[What you need to do]: Render the stretch from the start of the rows below through the line containing "x=579, y=171" as a numbered list, and skip any blank lines.

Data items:

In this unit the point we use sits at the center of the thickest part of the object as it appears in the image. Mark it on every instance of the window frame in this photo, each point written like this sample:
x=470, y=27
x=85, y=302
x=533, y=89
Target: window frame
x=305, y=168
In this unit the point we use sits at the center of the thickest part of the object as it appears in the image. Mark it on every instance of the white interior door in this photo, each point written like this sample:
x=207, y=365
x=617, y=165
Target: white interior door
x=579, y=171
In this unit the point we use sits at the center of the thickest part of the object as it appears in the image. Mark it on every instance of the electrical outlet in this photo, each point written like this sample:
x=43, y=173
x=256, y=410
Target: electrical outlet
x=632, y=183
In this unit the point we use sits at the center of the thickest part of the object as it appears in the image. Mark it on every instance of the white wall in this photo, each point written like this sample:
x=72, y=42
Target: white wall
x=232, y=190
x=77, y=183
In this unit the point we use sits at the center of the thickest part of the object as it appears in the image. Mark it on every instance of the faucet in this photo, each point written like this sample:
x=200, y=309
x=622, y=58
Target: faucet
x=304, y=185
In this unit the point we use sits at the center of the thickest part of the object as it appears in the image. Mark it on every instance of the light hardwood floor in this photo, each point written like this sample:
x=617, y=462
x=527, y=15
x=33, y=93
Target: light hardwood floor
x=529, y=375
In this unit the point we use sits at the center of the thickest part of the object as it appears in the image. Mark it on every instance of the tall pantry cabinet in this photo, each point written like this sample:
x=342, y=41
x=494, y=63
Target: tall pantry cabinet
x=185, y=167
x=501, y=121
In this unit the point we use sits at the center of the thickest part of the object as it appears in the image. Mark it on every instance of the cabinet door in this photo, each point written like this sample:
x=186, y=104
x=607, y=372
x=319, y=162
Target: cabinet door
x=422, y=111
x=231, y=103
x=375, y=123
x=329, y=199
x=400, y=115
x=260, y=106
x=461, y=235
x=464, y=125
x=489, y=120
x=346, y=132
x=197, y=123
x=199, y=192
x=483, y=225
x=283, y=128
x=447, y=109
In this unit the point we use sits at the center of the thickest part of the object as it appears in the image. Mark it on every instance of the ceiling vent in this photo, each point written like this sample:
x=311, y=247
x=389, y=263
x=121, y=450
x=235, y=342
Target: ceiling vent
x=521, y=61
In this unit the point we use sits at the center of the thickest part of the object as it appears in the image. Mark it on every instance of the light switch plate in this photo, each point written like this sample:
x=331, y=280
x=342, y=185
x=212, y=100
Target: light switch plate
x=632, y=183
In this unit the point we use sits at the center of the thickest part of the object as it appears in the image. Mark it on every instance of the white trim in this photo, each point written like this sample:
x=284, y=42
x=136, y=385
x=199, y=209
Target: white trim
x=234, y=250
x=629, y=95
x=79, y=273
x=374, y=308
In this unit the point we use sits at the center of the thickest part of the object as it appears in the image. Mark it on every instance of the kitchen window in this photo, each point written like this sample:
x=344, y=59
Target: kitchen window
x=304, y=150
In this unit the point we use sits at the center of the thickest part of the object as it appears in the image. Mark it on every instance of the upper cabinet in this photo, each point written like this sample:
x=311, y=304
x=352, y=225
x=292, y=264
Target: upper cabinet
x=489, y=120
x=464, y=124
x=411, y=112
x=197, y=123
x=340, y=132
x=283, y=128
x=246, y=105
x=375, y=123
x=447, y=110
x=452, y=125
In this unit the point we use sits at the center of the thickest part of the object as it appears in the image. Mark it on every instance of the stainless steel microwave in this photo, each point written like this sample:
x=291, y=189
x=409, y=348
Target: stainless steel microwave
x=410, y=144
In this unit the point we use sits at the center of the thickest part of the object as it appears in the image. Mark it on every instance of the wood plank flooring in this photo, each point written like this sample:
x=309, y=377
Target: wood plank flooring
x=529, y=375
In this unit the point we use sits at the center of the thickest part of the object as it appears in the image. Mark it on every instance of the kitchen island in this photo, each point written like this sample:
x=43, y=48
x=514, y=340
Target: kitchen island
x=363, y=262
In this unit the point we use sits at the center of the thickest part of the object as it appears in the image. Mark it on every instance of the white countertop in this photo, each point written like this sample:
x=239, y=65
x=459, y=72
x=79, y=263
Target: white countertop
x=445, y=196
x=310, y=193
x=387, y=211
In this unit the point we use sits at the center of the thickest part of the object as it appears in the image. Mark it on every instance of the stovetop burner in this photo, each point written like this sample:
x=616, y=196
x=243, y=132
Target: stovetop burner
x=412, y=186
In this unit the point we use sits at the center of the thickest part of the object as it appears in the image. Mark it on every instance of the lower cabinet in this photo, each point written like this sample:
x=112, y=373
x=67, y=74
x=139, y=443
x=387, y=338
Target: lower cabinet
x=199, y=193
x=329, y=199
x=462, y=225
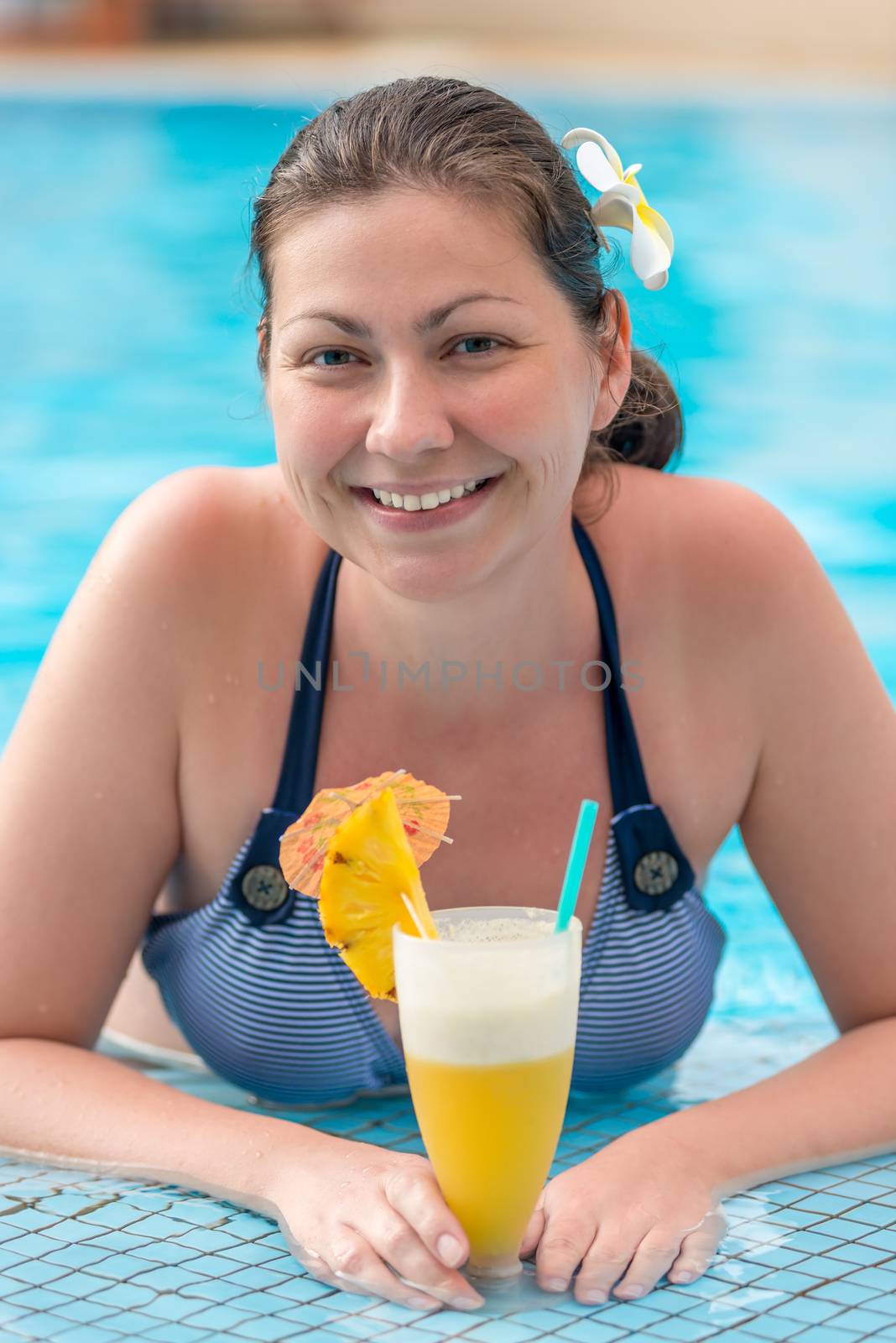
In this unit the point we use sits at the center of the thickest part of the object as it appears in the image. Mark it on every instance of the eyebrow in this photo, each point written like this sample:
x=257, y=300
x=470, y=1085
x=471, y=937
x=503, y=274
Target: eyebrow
x=425, y=324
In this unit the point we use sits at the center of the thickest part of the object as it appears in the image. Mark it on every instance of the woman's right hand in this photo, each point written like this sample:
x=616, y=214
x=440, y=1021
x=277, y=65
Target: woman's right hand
x=361, y=1219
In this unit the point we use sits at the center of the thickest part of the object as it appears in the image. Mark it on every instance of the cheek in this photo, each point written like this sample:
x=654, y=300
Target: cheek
x=311, y=430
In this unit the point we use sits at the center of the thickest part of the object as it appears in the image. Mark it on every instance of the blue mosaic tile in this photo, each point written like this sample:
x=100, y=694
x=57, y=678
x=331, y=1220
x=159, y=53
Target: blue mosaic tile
x=76, y=1256
x=177, y=1334
x=253, y=1252
x=400, y=1335
x=83, y=1313
x=882, y=1177
x=719, y=1314
x=170, y=1307
x=168, y=1279
x=38, y=1272
x=85, y=1284
x=258, y=1279
x=122, y=1242
x=314, y=1316
x=789, y=1280
x=876, y=1215
x=266, y=1330
x=36, y=1299
x=864, y=1320
x=544, y=1322
x=448, y=1323
x=217, y=1291
x=164, y=1252
x=826, y=1334
x=123, y=1295
x=809, y=1311
x=29, y=1220
x=846, y=1293
x=302, y=1289
x=358, y=1327
x=589, y=1331
x=774, y=1330
x=221, y=1318
x=627, y=1315
x=859, y=1253
x=679, y=1329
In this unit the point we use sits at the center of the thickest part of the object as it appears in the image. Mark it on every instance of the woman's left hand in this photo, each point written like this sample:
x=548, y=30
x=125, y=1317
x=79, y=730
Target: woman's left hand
x=640, y=1208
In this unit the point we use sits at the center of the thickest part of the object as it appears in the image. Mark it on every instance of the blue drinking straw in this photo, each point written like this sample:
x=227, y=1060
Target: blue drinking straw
x=576, y=864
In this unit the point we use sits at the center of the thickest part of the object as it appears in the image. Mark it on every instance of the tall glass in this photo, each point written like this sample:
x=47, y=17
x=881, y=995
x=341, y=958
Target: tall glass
x=488, y=1014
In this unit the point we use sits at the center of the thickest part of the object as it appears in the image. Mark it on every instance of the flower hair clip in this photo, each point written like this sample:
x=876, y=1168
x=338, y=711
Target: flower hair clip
x=623, y=205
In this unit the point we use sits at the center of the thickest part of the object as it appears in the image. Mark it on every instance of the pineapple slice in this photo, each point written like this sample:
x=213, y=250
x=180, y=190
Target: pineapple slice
x=369, y=864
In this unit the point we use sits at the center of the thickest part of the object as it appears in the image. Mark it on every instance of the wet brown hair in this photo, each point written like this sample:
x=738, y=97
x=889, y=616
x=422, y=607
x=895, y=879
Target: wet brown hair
x=447, y=134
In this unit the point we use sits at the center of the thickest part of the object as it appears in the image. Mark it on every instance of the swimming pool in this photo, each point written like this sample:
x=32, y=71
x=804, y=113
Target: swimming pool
x=134, y=353
x=134, y=356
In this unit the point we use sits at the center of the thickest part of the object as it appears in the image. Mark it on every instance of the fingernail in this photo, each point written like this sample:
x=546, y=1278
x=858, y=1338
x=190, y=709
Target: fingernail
x=450, y=1251
x=420, y=1303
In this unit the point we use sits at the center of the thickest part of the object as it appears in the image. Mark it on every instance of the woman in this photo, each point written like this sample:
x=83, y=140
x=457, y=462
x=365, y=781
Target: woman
x=451, y=386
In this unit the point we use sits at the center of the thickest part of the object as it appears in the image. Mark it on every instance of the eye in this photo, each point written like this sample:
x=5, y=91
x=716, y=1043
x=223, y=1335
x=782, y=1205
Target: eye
x=497, y=342
x=333, y=351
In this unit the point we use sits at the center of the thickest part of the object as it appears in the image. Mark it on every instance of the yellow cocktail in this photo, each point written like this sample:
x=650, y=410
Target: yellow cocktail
x=488, y=1017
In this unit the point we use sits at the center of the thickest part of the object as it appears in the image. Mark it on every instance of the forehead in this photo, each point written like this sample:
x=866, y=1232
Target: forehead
x=404, y=239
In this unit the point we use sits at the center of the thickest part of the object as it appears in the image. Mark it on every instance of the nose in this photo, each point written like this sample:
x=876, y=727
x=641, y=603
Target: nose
x=409, y=416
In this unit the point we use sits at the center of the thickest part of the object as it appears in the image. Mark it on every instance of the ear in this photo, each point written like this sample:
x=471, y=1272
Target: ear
x=617, y=360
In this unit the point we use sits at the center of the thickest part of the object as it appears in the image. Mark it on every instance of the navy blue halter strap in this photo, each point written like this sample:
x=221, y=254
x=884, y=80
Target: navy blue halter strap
x=656, y=872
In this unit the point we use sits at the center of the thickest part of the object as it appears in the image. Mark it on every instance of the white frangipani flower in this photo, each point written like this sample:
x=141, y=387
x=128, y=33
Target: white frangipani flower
x=623, y=205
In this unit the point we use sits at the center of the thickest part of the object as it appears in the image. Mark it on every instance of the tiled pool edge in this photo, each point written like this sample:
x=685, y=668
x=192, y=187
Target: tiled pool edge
x=93, y=1259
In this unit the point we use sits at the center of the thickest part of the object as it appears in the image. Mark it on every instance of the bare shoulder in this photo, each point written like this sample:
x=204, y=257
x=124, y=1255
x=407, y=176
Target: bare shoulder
x=215, y=539
x=710, y=552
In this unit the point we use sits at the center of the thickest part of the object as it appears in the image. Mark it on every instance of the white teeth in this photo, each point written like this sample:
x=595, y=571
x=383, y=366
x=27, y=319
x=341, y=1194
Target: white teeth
x=414, y=503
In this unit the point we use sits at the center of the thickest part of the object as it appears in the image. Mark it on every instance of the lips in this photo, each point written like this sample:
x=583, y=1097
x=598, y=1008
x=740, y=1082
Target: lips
x=416, y=520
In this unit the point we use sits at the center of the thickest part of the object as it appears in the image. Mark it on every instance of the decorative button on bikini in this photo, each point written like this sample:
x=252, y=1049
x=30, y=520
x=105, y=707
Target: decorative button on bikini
x=656, y=873
x=264, y=888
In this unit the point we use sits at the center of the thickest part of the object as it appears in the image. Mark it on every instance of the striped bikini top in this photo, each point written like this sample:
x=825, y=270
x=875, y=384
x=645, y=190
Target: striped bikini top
x=268, y=1005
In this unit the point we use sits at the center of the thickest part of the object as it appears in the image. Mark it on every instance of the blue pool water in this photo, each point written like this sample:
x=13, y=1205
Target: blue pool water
x=132, y=355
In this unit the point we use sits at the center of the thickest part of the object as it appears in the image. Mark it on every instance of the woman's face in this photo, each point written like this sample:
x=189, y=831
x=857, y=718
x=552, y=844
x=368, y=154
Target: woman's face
x=387, y=374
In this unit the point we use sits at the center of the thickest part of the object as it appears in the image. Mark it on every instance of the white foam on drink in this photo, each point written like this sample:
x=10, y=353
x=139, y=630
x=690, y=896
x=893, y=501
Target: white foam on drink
x=511, y=998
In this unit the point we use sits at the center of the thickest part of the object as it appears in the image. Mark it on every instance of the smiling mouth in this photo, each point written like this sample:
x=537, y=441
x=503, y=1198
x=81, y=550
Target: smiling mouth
x=430, y=500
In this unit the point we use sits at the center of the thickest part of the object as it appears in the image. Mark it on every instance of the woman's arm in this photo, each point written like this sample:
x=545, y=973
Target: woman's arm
x=89, y=829
x=820, y=825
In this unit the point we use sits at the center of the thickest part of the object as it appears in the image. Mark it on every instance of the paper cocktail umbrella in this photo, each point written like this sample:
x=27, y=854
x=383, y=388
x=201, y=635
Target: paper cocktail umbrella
x=423, y=809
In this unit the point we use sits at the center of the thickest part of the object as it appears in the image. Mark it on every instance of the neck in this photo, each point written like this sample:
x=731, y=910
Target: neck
x=537, y=610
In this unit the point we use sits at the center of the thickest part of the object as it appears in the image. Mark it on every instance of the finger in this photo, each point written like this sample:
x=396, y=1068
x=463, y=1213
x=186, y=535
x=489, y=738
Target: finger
x=533, y=1232
x=698, y=1248
x=564, y=1242
x=358, y=1268
x=604, y=1262
x=401, y=1249
x=651, y=1260
x=416, y=1197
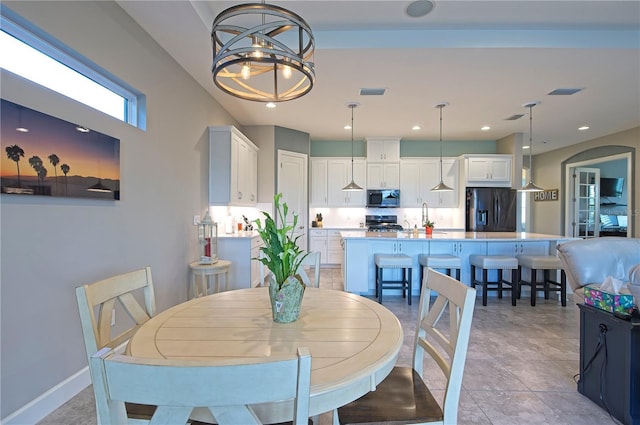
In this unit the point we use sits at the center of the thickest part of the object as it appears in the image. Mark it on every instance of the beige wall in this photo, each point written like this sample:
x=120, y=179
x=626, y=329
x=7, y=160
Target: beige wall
x=548, y=216
x=50, y=246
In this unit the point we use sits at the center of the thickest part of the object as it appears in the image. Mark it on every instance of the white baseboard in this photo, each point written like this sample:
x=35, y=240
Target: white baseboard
x=37, y=409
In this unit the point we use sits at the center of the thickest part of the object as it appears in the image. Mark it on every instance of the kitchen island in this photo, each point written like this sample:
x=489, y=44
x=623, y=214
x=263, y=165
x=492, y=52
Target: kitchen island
x=360, y=246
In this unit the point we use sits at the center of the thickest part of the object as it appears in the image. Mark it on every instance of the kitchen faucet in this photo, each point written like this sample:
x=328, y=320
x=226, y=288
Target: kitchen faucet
x=425, y=213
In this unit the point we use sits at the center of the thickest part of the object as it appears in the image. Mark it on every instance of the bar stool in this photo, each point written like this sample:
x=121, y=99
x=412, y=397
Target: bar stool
x=499, y=263
x=440, y=261
x=393, y=261
x=545, y=263
x=206, y=272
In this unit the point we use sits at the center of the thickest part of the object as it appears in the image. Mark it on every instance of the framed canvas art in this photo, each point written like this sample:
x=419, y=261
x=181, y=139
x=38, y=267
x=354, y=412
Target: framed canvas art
x=46, y=156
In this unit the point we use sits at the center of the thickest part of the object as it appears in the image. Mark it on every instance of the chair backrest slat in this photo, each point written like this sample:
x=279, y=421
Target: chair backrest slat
x=102, y=296
x=176, y=387
x=447, y=345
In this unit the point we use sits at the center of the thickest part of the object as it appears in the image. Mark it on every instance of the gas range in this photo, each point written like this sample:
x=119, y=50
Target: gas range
x=382, y=223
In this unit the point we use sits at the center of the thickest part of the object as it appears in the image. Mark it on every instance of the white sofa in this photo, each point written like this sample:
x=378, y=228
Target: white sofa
x=588, y=261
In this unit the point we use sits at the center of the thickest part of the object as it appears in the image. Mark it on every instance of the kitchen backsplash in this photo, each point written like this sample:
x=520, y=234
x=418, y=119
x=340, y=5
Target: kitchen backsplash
x=449, y=218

[Solution to this task]:
1. In this unit the point we use sits at the center of the thickest part of the object as it appears in the image. Mark it on every instance of the window frame in this photo, each point written like this sample:
2. x=470, y=27
3. x=85, y=302
4. x=533, y=89
5. Target: window frame
6. x=305, y=168
7. In this unit the point we use sits at the center of the thickest part of the object as it appears in the image. Mark it on every instance of the white interior door in this photo, each point written like this sample:
8. x=207, y=365
9. x=617, y=165
10. Target: white interior door
11. x=579, y=171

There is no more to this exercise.